● **EXERCISE GOAL**: Starting at the line containing "Question. Indicate each instance of the frosted" and ending at the last line of the entries, copy every line again, offsetting each x and y coordinate in the answers by -36. Keep all other lines the same, including the sample coordinates.

● **DATA SECTION**:
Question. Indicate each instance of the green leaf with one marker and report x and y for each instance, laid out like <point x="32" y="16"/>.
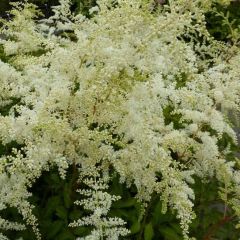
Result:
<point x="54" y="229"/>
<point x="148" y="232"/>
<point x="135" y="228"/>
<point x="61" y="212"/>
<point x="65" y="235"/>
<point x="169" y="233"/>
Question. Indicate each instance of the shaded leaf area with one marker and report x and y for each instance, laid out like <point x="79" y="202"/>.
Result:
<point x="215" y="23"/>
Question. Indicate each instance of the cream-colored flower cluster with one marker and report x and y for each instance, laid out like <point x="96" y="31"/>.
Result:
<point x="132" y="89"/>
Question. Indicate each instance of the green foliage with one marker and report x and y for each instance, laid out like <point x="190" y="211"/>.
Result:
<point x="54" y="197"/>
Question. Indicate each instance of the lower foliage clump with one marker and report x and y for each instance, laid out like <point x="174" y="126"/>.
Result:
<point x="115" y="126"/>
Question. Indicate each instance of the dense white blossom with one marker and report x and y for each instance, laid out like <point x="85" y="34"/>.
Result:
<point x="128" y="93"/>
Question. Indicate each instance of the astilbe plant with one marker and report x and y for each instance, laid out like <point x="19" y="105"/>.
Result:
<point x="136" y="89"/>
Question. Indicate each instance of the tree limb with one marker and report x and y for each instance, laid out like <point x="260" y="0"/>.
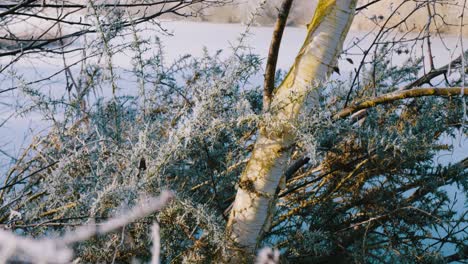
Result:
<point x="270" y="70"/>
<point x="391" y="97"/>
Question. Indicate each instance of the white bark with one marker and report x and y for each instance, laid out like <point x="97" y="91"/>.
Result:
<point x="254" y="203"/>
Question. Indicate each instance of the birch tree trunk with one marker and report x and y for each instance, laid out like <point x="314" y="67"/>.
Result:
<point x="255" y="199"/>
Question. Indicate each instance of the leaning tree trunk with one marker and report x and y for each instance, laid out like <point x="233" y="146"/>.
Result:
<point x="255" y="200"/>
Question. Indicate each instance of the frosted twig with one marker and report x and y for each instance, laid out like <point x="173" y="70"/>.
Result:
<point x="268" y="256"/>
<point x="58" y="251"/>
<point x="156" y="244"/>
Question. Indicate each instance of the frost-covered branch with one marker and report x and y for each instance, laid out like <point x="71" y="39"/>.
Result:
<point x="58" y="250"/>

● **EXERCISE OUTPUT**:
Question. Indicate each instance of the frosted twig with one marker and report x and y for each instance, laid out like <point x="173" y="70"/>.
Result:
<point x="232" y="220"/>
<point x="22" y="215"/>
<point x="120" y="208"/>
Question. Indicate each instance of the frost-covered branch with one marker and report x and y for each instance, laid out like <point x="71" y="39"/>.
Result:
<point x="22" y="214"/>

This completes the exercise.